- Material provided -

--- START ---

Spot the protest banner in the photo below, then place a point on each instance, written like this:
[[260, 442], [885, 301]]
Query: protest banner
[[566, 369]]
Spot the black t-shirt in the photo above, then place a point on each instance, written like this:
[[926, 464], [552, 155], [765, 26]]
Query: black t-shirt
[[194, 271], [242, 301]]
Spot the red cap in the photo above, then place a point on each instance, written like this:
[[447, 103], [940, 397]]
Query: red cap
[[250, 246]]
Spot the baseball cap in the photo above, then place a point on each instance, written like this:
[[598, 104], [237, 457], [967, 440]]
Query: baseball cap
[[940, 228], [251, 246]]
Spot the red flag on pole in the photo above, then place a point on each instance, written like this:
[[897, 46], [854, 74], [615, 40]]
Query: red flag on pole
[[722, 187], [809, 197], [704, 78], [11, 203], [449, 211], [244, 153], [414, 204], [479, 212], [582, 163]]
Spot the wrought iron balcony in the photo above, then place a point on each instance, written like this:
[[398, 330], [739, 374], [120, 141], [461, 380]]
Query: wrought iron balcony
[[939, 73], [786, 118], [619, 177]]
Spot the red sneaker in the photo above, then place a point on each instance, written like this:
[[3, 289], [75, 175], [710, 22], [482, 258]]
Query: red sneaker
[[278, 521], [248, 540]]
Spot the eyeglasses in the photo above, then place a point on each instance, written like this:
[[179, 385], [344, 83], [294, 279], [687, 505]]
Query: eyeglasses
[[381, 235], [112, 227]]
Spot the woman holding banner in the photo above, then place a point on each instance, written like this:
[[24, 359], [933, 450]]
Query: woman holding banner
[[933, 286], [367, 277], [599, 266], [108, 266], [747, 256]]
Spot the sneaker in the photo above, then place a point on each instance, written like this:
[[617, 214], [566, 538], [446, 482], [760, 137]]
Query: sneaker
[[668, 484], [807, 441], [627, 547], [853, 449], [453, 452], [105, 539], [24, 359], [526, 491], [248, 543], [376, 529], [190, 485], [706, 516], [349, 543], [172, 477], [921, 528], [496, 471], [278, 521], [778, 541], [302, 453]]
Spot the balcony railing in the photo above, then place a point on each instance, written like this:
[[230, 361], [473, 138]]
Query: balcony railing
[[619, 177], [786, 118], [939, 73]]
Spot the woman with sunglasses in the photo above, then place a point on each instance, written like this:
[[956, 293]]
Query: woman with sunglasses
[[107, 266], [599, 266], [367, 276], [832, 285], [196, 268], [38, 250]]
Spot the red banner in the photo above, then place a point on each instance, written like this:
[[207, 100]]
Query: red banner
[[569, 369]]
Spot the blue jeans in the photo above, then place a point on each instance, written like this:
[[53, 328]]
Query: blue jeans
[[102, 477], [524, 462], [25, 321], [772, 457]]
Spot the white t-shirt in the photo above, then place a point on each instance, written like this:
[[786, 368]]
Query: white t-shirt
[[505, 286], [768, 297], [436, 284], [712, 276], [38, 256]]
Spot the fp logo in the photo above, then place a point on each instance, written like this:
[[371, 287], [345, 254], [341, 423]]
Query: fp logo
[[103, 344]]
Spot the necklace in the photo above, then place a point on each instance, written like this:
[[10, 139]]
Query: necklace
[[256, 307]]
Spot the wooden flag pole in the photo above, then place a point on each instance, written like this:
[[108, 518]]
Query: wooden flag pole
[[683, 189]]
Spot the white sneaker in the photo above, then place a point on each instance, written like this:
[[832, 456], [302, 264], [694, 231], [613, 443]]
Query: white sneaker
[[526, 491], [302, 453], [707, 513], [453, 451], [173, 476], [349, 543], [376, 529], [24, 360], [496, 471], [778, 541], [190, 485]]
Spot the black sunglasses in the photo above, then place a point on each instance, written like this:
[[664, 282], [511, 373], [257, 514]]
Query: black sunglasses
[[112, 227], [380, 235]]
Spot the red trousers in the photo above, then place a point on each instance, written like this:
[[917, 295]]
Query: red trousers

--- END ---

- Work required -
Could you set down exactly the lines from the one containing "Spot the blue" through the last line of the records above, both included?

- Answer to this exercise -
Spot the blue jeans in the photo above, then place a point on each instance, written like this:
[[53, 328]]
Query: blue jeans
[[102, 477], [524, 462], [25, 321], [772, 457]]
Spot the white t-shirt in the photo above, then place a point on each instance, written like this:
[[786, 368]]
Query: white t-shirt
[[505, 286], [768, 297], [436, 284], [712, 276], [38, 256]]
Spot the fp logo in the photo above, then place a point on each instance, written like this:
[[371, 287], [345, 254], [341, 423]]
Query: fp logo
[[103, 344]]
Spot the necklace in the photo above, then place a point on each instance, written like this:
[[10, 139]]
Query: necklace
[[256, 307]]
Spot the wooden flag pole in the photo above, then place a point on each instance, written like this:
[[108, 518]]
Query: wooden flag pole
[[683, 189]]
Spot the white sneaker in the photo above, then place a point on each instance, written like this:
[[832, 456], [302, 264], [694, 231], [613, 443]]
Query: white sneaker
[[526, 491], [302, 453], [707, 513], [453, 451], [173, 476], [349, 543], [376, 529], [24, 360], [496, 471], [778, 541], [190, 485]]
Spot the black sunglasses in the photo above, then place a point on each instance, written like this:
[[664, 282], [511, 373], [257, 514]]
Query: black sunglasses
[[112, 227], [380, 235]]
Spot the red trousers in the photo above, then place a point on each instance, written like this:
[[917, 295]]
Query: red trousers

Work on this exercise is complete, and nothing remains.